■ **WHAT YOU ARE ASKED TO DO**
From the first line to the last, print the records exactly.

SOURCE DATA section start

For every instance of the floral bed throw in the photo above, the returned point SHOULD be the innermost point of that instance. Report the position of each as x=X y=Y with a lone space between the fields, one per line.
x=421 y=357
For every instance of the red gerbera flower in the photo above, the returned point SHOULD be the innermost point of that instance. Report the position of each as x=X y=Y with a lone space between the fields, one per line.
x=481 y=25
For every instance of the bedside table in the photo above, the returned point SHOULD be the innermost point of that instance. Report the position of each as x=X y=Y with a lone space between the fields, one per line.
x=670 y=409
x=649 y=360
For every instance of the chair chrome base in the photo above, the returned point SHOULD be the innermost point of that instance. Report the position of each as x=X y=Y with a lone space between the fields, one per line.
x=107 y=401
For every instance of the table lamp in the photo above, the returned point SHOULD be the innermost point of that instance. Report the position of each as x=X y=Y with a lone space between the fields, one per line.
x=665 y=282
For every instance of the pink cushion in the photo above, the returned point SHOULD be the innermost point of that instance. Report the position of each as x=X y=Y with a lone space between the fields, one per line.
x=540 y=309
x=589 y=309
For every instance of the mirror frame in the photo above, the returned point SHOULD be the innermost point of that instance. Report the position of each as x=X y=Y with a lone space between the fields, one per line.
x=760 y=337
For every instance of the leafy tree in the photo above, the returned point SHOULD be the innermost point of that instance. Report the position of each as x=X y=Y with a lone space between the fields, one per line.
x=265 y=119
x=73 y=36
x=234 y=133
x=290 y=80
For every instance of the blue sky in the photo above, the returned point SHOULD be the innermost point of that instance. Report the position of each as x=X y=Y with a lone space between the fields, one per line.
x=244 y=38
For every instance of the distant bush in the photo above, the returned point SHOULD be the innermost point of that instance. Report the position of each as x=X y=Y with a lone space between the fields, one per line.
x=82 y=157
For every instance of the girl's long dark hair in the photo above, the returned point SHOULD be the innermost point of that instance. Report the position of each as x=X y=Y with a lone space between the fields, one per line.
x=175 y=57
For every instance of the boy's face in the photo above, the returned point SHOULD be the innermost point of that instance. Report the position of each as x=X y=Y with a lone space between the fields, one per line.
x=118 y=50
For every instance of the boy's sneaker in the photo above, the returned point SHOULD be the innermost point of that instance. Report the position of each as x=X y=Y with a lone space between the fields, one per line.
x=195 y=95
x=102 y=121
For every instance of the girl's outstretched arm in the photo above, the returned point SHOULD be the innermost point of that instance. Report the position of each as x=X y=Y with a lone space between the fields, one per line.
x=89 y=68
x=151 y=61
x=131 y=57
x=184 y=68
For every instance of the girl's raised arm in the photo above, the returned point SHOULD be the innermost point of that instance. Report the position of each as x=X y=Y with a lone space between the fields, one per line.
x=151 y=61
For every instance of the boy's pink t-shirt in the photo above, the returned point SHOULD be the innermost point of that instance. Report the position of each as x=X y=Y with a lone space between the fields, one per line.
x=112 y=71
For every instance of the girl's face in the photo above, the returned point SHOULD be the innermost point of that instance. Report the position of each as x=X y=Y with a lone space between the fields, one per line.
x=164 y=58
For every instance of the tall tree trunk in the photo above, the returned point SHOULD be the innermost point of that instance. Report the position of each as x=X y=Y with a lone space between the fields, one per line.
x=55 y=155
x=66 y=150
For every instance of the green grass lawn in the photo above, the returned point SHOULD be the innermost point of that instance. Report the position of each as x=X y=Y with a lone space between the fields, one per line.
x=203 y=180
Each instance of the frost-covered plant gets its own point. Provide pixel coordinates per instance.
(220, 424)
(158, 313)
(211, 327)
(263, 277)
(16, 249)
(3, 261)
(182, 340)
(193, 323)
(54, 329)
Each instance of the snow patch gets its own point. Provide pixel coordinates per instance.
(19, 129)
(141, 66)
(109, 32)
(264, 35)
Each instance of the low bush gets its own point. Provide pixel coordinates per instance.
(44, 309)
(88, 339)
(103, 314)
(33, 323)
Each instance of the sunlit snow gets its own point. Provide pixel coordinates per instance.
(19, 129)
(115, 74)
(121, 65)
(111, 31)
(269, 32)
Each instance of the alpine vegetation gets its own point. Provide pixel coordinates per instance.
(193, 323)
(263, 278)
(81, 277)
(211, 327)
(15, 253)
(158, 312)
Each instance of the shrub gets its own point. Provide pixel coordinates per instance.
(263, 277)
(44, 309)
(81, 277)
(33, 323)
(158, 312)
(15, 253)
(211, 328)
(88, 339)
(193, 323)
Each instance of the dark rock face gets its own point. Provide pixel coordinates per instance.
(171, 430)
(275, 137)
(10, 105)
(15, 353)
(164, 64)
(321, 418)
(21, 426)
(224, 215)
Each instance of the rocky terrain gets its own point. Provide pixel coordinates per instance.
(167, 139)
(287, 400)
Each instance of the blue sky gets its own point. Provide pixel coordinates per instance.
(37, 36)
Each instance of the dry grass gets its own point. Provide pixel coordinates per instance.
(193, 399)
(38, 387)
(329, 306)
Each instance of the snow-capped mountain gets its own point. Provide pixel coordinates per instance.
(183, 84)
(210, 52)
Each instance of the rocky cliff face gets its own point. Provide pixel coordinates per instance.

SOURCE DATA section end

■ **RESULT FOR THIS TASK**
For every instance of the floral bed throw in the photo above, the returned point SHOULD be the innermost point of that instance. Report the position of each as x=X y=Y with a lone space between the fields, one per line.
x=421 y=357
For every instance of the red gerbera flower in the photo above, the returned point SHOULD be the innermost point of that instance. Report the position of each as x=X y=Y with a lone space between the fields, one per line.
x=481 y=25
For every instance of the bedside table in the photo above, the returned point SHOULD be the innermost point of that instance. Report the position of each as x=X y=Y with a lone space between the fields, one per line.
x=670 y=409
x=649 y=360
For every instance of the chair chrome base in the photo above, the returned point SHOULD be the innermost point of that instance. Report the position of each as x=X y=Y with a lone space between the fields, one per line.
x=107 y=401
For every instance of the table lamp in the photo above, the returned point SHOULD be the innermost point of that instance. Report the position of each as x=X y=Y with a lone space between the fields, one per line.
x=665 y=282
For every instance of the pink cushion in the photo above, the returned point SHOULD be the innermost point of that instance. Report the position of each as x=X y=Y with a lone space between the fields, one per line.
x=540 y=309
x=589 y=309
For every instance of the mirror frame in the photo above, the returned point SHOULD be the innermost point of that instance. Report the position of each as x=X y=Y with a lone space between the fields, one per line.
x=760 y=337
For every instance of the leafy tree in the photo above, the returned point SHOULD be the innermost point of that instance. Report the position of each as x=X y=Y with a lone space between the fields, one per line.
x=265 y=119
x=73 y=36
x=234 y=133
x=290 y=80
For every instance of the blue sky in the photo above, the returned point SHOULD be the innermost point of that instance. Report the position of each as x=X y=Y with a lone space between the fields, one per line.
x=244 y=38
For every instance of the distant bush in the photo above, the returned point SHOULD be the innermost point of that instance. Report the position of each as x=X y=Y with a lone space between the fields, one per line.
x=82 y=157
For every instance of the girl's long dark hair in the photo above, the returned point SHOULD be the innermost point of that instance. Report the position of each as x=X y=Y with a lone space between the fields, one per line.
x=175 y=57
For every instance of the boy's face in the photo above, the returned point SHOULD be the innermost point of that instance. Report the position of each as x=X y=Y with a lone space between the fields, one per line.
x=118 y=50
For every instance of the boy's sneaker in the photo above, the returned point SHOULD be the innermost point of that instance. Report the position of each as x=X y=Y with a lone space between the fields, one per line.
x=195 y=95
x=102 y=121
For every instance of the girl's outstretched arm in the photo above, the returned point SHOULD be the innermost point of that instance. Report the position of each as x=X y=Y with a lone space between the fields, one per line.
x=89 y=68
x=151 y=61
x=131 y=57
x=184 y=68
For every instance of the girl's raised arm in the photo above, the returned point SHOULD be the innermost point of that instance. Report the position of each as x=X y=Y with a lone space between the fields, one per line.
x=151 y=61
For every instance of the boy's pink t-shirt in the photo above, the returned point SHOULD be the innermost point of that instance. Report the position of each as x=X y=Y with a lone space between the fields, one per line.
x=112 y=71
For every instance of the girl's face in the photo above, the returned point SHOULD be the innermost point of that instance. Report the position of each as x=X y=Y with a lone space between the fields, one per line.
x=164 y=58
For every instance of the tall tree trunk in the photo above, the returned point SHOULD be the innermost point of that instance. Report the position of each as x=X y=Y with a lone space between the fields, one per line.
x=55 y=155
x=66 y=150
For every instance of the green grass lawn in the photo above, the returned point SHOULD be the innermost point of that instance. Report the position of each as x=X y=Y with a lone space between the fields, one per line.
x=203 y=180
Each instance of the frost-covered plant gets its own point. Provide pixel coordinates per instance.
(220, 424)
(158, 313)
(211, 327)
(263, 277)
(16, 249)
(3, 261)
(182, 340)
(193, 323)
(54, 329)
Each instance of the snow patch gets its own point. Provide pixel coordinates per instance.
(19, 129)
(141, 66)
(109, 32)
(264, 35)
Each instance of the low bush gets its own point. Provide pixel coordinates per instance.
(44, 309)
(88, 339)
(103, 314)
(33, 323)
Each instance of the sunlit snow gets its own point. Provide pixel coordinates per instance.
(19, 129)
(115, 74)
(121, 65)
(111, 31)
(269, 32)
Each instance of the alpine vegetation gets its own point. Provide pixel coordinates per instance.
(193, 323)
(263, 278)
(81, 277)
(211, 327)
(15, 253)
(158, 312)
Each instance of the shrub gets its own point. Provide pixel coordinates per instance.
(263, 277)
(44, 309)
(81, 277)
(33, 323)
(158, 312)
(15, 253)
(211, 328)
(88, 339)
(193, 323)
Each instance of the dark rock face gets its own point. Provide pixel coordinates per instance.
(171, 430)
(275, 137)
(10, 105)
(15, 353)
(164, 64)
(321, 418)
(21, 426)
(224, 215)
Each instance of the rocky terrain gets its own point. Provide pixel coordinates per instance.
(167, 139)
(287, 400)
Each instance of the blue sky gets its own point. Provide pixel coordinates per instance.
(37, 36)
Each instance of the dry grass gets its own point. Provide pixel coordinates per instance.
(193, 399)
(38, 387)
(329, 306)
Each instance of the snow-capped mountain gets its own point. Provide pixel coordinates per instance.
(183, 84)
(210, 52)
Each instance of the rocky cliff face gets its own point. Provide pixel coordinates per instance.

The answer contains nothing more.